▶ EXTRACT:
Do It Any Way

There are no shortcuts in recovery. It’s not a buffet of items I can pick and choose. Rather it’s a recipe that I need to follow on a daily basis in order to get the results of happiness, joy and freedom. Initially I may not like doing a step or part of the step but leaving it out is an open invitation to return to the life I had before. Leaving out the sugar or substituting salt is going to alter the results of your mother’s chocolate chip cookie recipe, regardless of how much love and care you put into their making. The same is true of a recovery program: “If you want what we have, then you do what we did.”

Is it always easy? No. There are times when I want to skip an apology to someone I had an argument with. I don’t always feel like praying. What if the meetings are boring? Why should I do it all? I’ve been in recovery a month, or a year or ten years. I’m doing fine. Right? How do you think the cookies taste without the sugar?

“Do it anyway: do it any way!”

Larry was a friend of mine in recovery who often said this. A recovery program requires trust. Even if I don’t understand what is happening, even if I don’t believe it is going to work, even when I don’t have any desire, I need to do ‘it’. And I need to find a way to do ‘it’. ‘It’ has to get done. ‘It’ is part of my recovery work.

▶ WHAT THIS EXERCISE ASKS:
- 1) What results does the recovery reflection say come from following the recipe on a daily basis?
- 2) Carry on the recovery reflection from its last sentence.
The rows come from a different source than the recovery reflection.

Records:
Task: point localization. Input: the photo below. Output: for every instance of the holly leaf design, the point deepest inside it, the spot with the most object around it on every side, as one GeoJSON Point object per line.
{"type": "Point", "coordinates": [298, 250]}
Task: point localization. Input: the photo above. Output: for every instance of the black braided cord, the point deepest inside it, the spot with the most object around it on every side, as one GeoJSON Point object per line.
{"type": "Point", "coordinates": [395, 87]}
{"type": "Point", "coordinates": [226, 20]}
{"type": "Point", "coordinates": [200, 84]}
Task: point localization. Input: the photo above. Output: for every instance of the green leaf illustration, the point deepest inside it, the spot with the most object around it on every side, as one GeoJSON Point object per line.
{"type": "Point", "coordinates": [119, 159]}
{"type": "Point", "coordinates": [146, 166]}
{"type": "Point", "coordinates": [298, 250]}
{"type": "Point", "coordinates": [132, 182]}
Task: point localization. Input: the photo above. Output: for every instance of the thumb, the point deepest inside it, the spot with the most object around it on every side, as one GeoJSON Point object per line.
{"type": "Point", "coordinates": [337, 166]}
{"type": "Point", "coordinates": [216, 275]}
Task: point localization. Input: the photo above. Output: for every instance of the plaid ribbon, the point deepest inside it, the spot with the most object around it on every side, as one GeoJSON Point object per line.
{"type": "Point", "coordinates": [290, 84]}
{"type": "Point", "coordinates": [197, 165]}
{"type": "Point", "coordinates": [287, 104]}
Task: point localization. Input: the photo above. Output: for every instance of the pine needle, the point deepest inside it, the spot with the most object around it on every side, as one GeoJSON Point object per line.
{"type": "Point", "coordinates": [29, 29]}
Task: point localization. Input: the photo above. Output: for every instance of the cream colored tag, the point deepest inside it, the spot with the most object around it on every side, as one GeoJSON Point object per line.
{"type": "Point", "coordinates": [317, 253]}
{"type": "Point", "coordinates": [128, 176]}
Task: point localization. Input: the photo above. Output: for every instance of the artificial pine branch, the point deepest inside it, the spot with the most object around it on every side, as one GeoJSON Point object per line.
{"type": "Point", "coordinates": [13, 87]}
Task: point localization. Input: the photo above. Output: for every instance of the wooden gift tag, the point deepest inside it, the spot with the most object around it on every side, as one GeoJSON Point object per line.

▶ TASK-BY-TASK RESULTS:
- 1) Happiness, joy and freedom.

- 2)
What is ‘it’? Perhaps it’s working the next step. Perhaps it’s making amends for the argument I was in yesterday or last year. It might be sitting down to pray or meditate. It could be looking into the real reason why I’m depressed or why I avoid social situations. It’s that which gnaws and knots our stomach. We all have an ‘it’. And if we’ve been in recovery even a short time, we won’t have to dig very long to know what that ‘it’ is: the next right thing I need to do.

If you ask anyone who returns to the program after a relapse if they were ‘thoroughly following their program the answer is always ‘no’. They left something out of their program that was vital to their success in it. In going to meetings you will run into members whose recovery is much less than happy, joyous and free. They too are living without some of the ingredients of a healthy recovery program. They aren’t doing ‘it’.

I’ve learned to trust the Twelve Steps as my guide. I learn to go over and review them regularly because I don’t want to go back to where and how I was living before. I can’t guarantee that I’ll still be in recovery ten years from now, but I don’t need to. If I keep doing the next right thing, if I live my recovery today then I will be okay today. Tomorrow is another day.

Today I’ll do it anyway/any way because I want recovery.  I am grateful that Larry was a part of my recovery. RIP big fellow!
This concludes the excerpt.